● Extracted information:
= = =

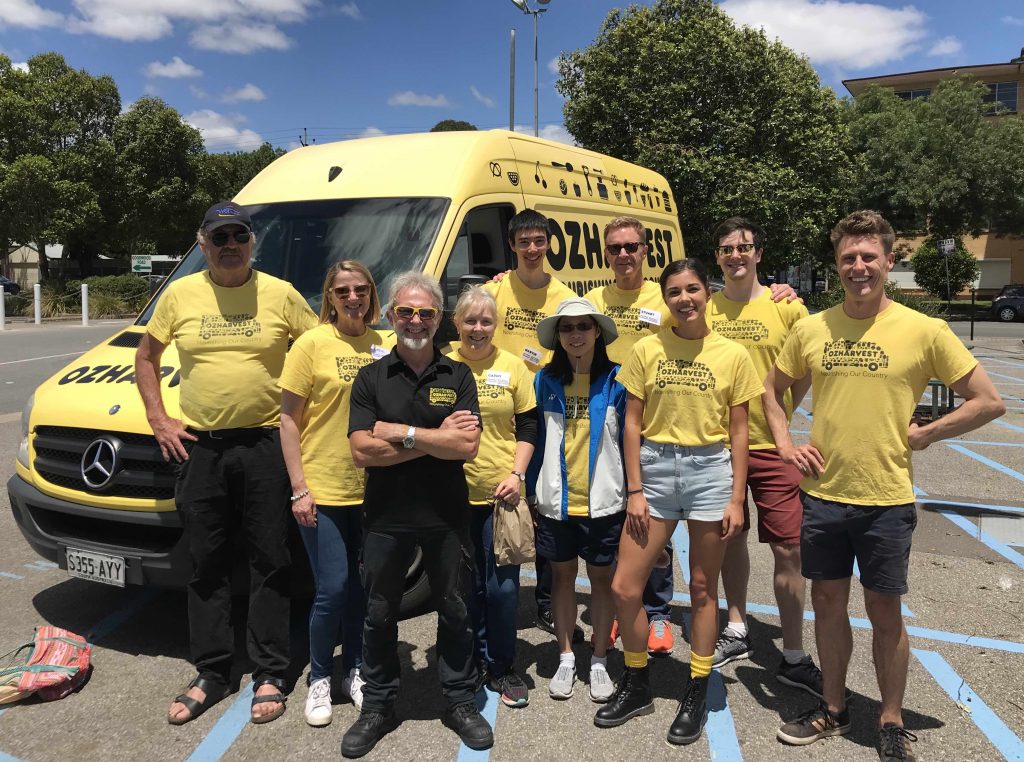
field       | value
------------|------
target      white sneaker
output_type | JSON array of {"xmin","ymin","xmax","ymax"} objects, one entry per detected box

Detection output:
[
  {"xmin": 590, "ymin": 664, "xmax": 615, "ymax": 704},
  {"xmin": 306, "ymin": 677, "xmax": 333, "ymax": 727},
  {"xmin": 341, "ymin": 667, "xmax": 367, "ymax": 711}
]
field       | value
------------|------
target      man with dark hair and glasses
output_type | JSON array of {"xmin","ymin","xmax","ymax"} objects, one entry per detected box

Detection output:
[
  {"xmin": 341, "ymin": 271, "xmax": 494, "ymax": 758},
  {"xmin": 135, "ymin": 201, "xmax": 316, "ymax": 725}
]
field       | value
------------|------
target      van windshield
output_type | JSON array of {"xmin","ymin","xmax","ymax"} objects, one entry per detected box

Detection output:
[{"xmin": 137, "ymin": 199, "xmax": 449, "ymax": 326}]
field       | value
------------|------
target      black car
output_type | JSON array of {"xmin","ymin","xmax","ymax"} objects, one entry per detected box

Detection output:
[
  {"xmin": 0, "ymin": 276, "xmax": 22, "ymax": 294},
  {"xmin": 992, "ymin": 283, "xmax": 1024, "ymax": 323}
]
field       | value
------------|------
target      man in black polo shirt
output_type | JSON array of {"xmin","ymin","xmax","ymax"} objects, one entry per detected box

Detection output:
[{"xmin": 341, "ymin": 272, "xmax": 494, "ymax": 757}]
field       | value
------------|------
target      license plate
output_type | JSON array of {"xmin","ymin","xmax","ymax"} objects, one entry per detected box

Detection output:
[{"xmin": 68, "ymin": 548, "xmax": 125, "ymax": 587}]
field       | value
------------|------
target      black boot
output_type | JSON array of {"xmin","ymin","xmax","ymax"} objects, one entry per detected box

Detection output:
[
  {"xmin": 669, "ymin": 677, "xmax": 708, "ymax": 744},
  {"xmin": 594, "ymin": 667, "xmax": 654, "ymax": 727}
]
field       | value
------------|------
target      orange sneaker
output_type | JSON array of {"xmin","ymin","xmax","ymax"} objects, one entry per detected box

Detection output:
[{"xmin": 647, "ymin": 620, "xmax": 676, "ymax": 655}]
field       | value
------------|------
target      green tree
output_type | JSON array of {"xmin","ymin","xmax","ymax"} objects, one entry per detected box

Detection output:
[
  {"xmin": 910, "ymin": 239, "xmax": 980, "ymax": 301},
  {"xmin": 430, "ymin": 119, "xmax": 476, "ymax": 132},
  {"xmin": 557, "ymin": 0, "xmax": 852, "ymax": 269}
]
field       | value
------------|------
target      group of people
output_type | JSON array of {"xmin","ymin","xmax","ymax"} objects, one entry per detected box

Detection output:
[{"xmin": 136, "ymin": 202, "xmax": 1004, "ymax": 759}]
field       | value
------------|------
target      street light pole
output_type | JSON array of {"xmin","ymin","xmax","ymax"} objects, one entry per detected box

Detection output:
[{"xmin": 511, "ymin": 0, "xmax": 551, "ymax": 137}]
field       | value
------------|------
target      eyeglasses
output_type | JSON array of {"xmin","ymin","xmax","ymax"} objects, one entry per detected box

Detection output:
[
  {"xmin": 715, "ymin": 244, "xmax": 754, "ymax": 257},
  {"xmin": 333, "ymin": 284, "xmax": 370, "ymax": 299},
  {"xmin": 604, "ymin": 241, "xmax": 643, "ymax": 257},
  {"xmin": 558, "ymin": 321, "xmax": 595, "ymax": 333},
  {"xmin": 392, "ymin": 305, "xmax": 437, "ymax": 323},
  {"xmin": 210, "ymin": 230, "xmax": 253, "ymax": 246}
]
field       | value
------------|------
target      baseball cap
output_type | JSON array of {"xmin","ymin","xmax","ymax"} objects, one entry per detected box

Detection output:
[{"xmin": 203, "ymin": 201, "xmax": 253, "ymax": 230}]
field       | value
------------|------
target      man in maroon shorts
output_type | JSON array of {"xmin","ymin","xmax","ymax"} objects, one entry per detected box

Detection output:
[{"xmin": 708, "ymin": 217, "xmax": 822, "ymax": 697}]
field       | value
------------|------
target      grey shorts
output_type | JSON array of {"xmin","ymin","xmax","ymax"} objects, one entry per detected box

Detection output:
[{"xmin": 640, "ymin": 439, "xmax": 732, "ymax": 521}]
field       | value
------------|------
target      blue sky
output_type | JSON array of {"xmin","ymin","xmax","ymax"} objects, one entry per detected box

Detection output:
[{"xmin": 0, "ymin": 0, "xmax": 1024, "ymax": 151}]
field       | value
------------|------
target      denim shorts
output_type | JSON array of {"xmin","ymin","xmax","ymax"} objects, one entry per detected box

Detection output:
[{"xmin": 640, "ymin": 439, "xmax": 732, "ymax": 521}]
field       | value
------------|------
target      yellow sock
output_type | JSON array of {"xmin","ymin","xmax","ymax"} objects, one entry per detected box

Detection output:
[
  {"xmin": 690, "ymin": 651, "xmax": 715, "ymax": 678},
  {"xmin": 623, "ymin": 650, "xmax": 647, "ymax": 670}
]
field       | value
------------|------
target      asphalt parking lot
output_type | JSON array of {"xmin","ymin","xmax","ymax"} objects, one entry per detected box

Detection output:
[{"xmin": 0, "ymin": 324, "xmax": 1024, "ymax": 762}]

= = =

● Written request:
Identify and copy every line in the rows above that contains the string "sneaker". The match is case-sensitive.

● Answer below:
target      white sneaker
target      orange sneaker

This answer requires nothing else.